_Kutipan Teks_
BAB I
PENDAHULUAN
A. Latar Belakang
Pembangunan seringkali diartikan pada pertumbuhan dan perubahan. Jadi pembangunan pertanian yang berhasil dapat diartikan kalau terjadi pertumbuhan sektor pertanian yang tinggi sekaligus terjadi perubahan masyarakat tani dari yang kurang baik menjadi yang lebih baik. Seperti diketahui sektor pertanian di Indonesia dianggap penting. Hal ini terlihat dari peranan sektor pertanian terhadap penyediaan lapangan kerja, penyedia pangan, penyumbang devisa negara malalui ekspor dan sebagainya. Oleh karena itu wajar kalau biaya pembangunan untuk sektor pertanian ini selalu tiga besar diantara sektor-sektor yang lain (Soekartawi,1993).
Menjelang abad ke-21, di negara-negara yang sedang berkembang termasuk Indonesia, terjadi suatu perubahan paradigma pembangunan secara drastis. Pada masa-masa awal sesudah memperoleh kemerdekaannya, paradigma pembangunan yang dominan di negara-negara tersebut adalah industrialisasi. Selain diharapkan dapat mengangkat harkat hidup penduduk di negara-negara yang sedang berkembang, secara politis industrialisasi juga akan menyejajarkan kedudukan negara-negara tersebut dengan negara-negara Barat, yang sebagian besar adalah negara-negara yang pernah menjajah mereka. Akibat dominasi dari paradigma industrialisasi dalam proses pembangunan, maka pembangunan sektor pertanian relatif ditelantarkan. Bahkan ada anggapan bahwa indikator keberhasilan suatu pembangunan adalah mengecilnya sumbangan sektor pertanian pada total pendapatan negara. Sebaliknya, apabila jumlah kontribusi sektor pertanian pada pendapatan nasional tetap tinggi, maka negara tersebut tetap dianggap sebagai negara yang terbelakang (Soetrisno, 2006).
Namun, tidak demikian dengan sektor pertanian, sektor pertanian dalam menghadapi krisis menyebabkan terjadinya perubahan pola pikir dari para perencana pembangunan di negara-negara yang sedang berkembang. Jika semula industrialisasi diandalkan sebagai suatu model pembangunan yang akan mampu memecahkan masalah keterbelakangan negara yang sedang berkembang, setelah krisis menimpa negara-negara tersebut, pembangunan sektor pertanian kemudian menjadi harapan baru dalam pembangunan di negara dunia ketiga (Soetrisno,2006).

_Data Baris_
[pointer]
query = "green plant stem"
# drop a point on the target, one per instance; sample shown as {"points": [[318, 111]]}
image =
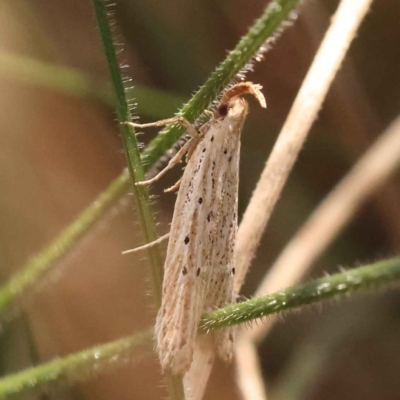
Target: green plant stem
{"points": [[260, 31], [136, 172], [75, 366], [36, 266], [135, 167], [370, 276], [29, 71], [70, 367]]}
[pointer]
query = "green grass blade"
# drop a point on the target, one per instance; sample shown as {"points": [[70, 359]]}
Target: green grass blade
{"points": [[34, 268], [136, 172], [263, 28], [76, 366], [37, 266], [150, 102], [132, 153], [371, 276]]}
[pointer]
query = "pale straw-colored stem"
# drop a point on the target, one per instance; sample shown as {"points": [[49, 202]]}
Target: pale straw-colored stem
{"points": [[294, 132], [368, 175]]}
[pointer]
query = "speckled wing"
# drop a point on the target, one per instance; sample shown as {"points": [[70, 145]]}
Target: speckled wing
{"points": [[199, 266]]}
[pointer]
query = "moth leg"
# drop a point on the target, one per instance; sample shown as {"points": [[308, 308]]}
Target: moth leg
{"points": [[182, 120], [176, 159], [147, 245], [173, 187]]}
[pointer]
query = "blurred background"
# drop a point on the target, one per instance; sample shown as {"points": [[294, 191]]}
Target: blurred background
{"points": [[60, 148]]}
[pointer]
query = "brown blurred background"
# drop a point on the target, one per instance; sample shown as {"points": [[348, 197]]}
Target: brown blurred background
{"points": [[59, 151]]}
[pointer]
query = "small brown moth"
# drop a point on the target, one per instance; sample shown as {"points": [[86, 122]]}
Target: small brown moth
{"points": [[200, 262]]}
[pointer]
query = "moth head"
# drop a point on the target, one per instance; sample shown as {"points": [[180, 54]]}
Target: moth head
{"points": [[233, 105]]}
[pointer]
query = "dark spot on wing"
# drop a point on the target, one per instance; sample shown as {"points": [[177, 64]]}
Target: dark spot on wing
{"points": [[223, 109]]}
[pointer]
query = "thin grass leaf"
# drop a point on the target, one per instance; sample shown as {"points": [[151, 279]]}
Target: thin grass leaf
{"points": [[38, 265], [34, 268], [371, 276], [75, 367], [235, 63], [150, 102], [375, 275], [136, 172]]}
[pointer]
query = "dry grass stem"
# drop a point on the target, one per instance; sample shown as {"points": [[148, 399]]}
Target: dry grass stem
{"points": [[248, 370], [294, 132], [365, 178]]}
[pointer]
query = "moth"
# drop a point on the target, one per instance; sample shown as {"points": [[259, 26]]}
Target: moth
{"points": [[200, 263]]}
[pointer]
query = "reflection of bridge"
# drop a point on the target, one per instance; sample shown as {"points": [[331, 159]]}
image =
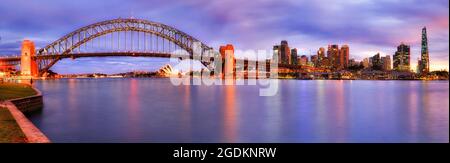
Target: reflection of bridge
{"points": [[118, 37]]}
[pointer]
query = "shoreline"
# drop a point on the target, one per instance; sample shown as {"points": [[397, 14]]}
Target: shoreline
{"points": [[31, 132]]}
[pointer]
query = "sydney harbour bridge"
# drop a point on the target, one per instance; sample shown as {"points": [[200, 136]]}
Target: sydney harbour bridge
{"points": [[119, 37]]}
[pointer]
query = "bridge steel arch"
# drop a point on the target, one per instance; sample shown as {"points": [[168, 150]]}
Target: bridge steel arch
{"points": [[65, 45]]}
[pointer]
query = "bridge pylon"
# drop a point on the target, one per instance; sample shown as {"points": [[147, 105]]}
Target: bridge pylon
{"points": [[28, 63]]}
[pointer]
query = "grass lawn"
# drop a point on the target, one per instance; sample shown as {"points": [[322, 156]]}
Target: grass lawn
{"points": [[12, 90], [10, 131]]}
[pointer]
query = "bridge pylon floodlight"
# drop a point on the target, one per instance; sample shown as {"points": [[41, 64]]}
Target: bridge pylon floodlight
{"points": [[28, 63], [229, 62]]}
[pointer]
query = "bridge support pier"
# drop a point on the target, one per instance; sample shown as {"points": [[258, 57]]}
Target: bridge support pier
{"points": [[228, 62], [28, 63]]}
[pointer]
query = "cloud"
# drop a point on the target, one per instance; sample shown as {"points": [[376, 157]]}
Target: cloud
{"points": [[366, 25]]}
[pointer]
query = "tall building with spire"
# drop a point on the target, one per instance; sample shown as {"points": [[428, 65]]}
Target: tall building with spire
{"points": [[424, 62], [402, 58]]}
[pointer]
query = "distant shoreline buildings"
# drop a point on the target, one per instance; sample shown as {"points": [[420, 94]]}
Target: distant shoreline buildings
{"points": [[336, 60]]}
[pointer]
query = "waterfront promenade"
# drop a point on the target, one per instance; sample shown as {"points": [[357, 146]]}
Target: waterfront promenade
{"points": [[14, 125]]}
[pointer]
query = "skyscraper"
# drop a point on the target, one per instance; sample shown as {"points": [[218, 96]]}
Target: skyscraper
{"points": [[294, 56], [303, 60], [283, 53], [321, 53], [376, 62], [333, 55], [424, 63], [344, 55], [386, 60], [402, 58]]}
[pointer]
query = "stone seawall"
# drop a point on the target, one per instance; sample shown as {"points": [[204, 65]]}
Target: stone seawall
{"points": [[18, 107], [29, 104]]}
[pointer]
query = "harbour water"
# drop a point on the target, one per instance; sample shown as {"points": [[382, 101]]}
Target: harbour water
{"points": [[303, 111]]}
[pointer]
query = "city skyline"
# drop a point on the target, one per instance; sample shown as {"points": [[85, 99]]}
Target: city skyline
{"points": [[307, 26]]}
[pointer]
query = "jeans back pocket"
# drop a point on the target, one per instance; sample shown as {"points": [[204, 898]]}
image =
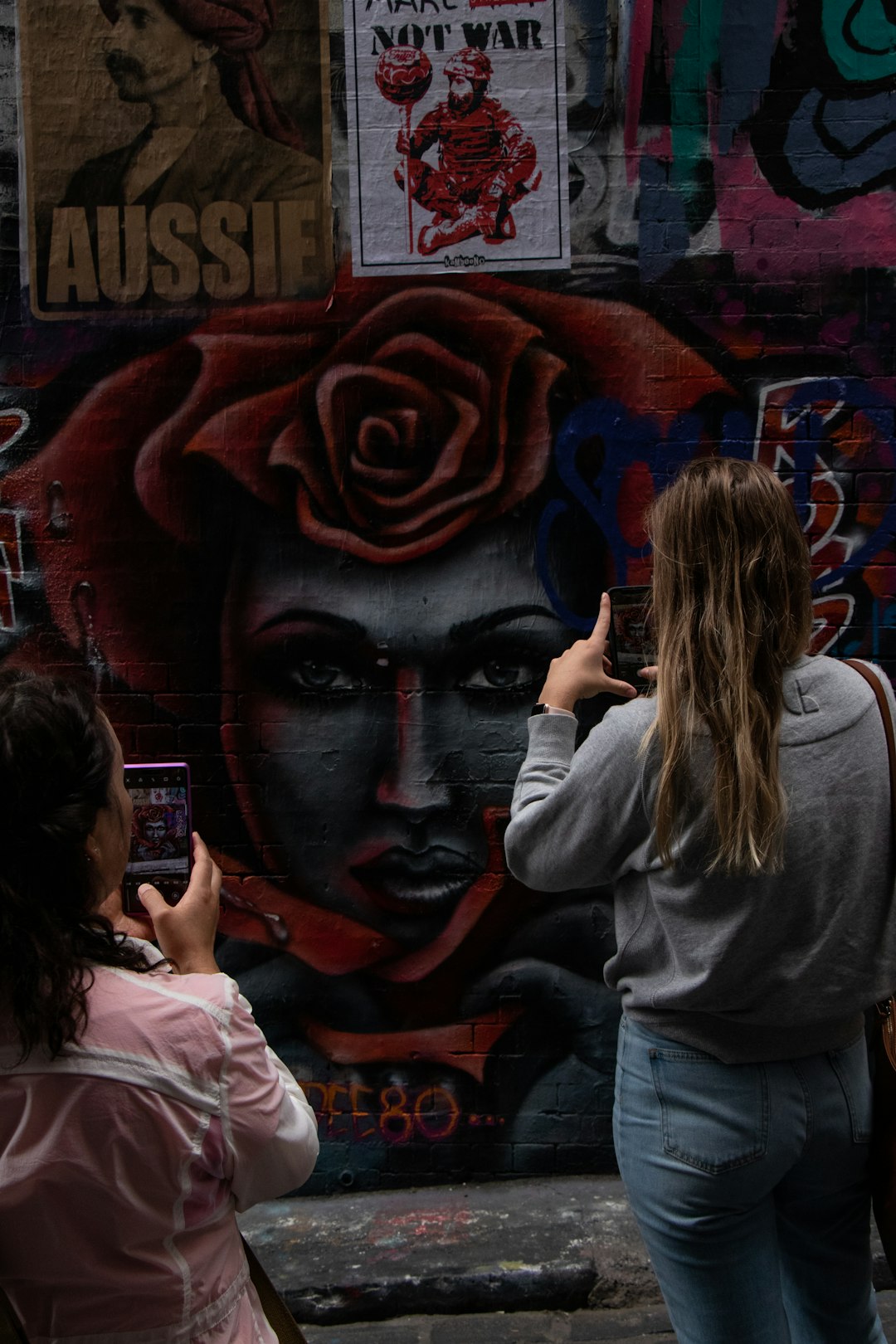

_Petunjuk Tugas_
a) Sebutkan semua peranan sektor pertanian di Indonesia yang tercantum secara tersurat dalam kutipan teks tentang pembangunan pertanian.
b) Teruskan kutipan teks tentang pembangunan pertanian, dimulai setelah kalimat terakhirnya.
Baris-baris data diambil dari sumber yang berbeda.

_Jawaban_
a)
- Penyediaan lapangan kerja
- Penyedia pangan
- Penyumbang devisa negara melalui ekspor

b)
Peran sektor pertanian yang merupakan dasar bagi kelangsungan pembangunan ekonomi yang berkelanjutan diharapkan mampu memberikan pemecahan permasalahan bagi bangsa Indonesia. Karena sektor pertanian mempunyai 4 fungsi yang sangat fundamental bagi pembangunan suatu bangsa yaitu :
1. Mencukupi pangan dalam negeri
2. Penyediaan lapangan kerja dan berusaha
3. Penyediaan bahan baku untuk industri, dan
4. Sebagai penghasil devisa bagi negara
Kondisi sosial budaya petani merupakan masalah utama dalam fungsi sektor pertanian di dalam pembangunan nasional dan kemampuan sektor tersebut untuk bersaing pada abad yang akan datang. Berdasarkan data statistik yang ada, saat ini sekitar 75% penduduk Indonesia tinggal di wilayah pedesaan. Lebih dari 54% diantaranya menggantungkan hidup pada sektor pertanian, dengan pendapatan yang relatif rendah jika dibandingkan dengan penduduk yang tinggal di perkotaan. Perbedaan tersebut berkaitan erat dengan produktifitas para petani Indonesia, yang tidak dapat dilepaskan dari berbagai faktor, antara lain luas lahan yang dimiliki, kebijakan pemerintah dalam hal pemberian insentif kepada petani dan sebagainya.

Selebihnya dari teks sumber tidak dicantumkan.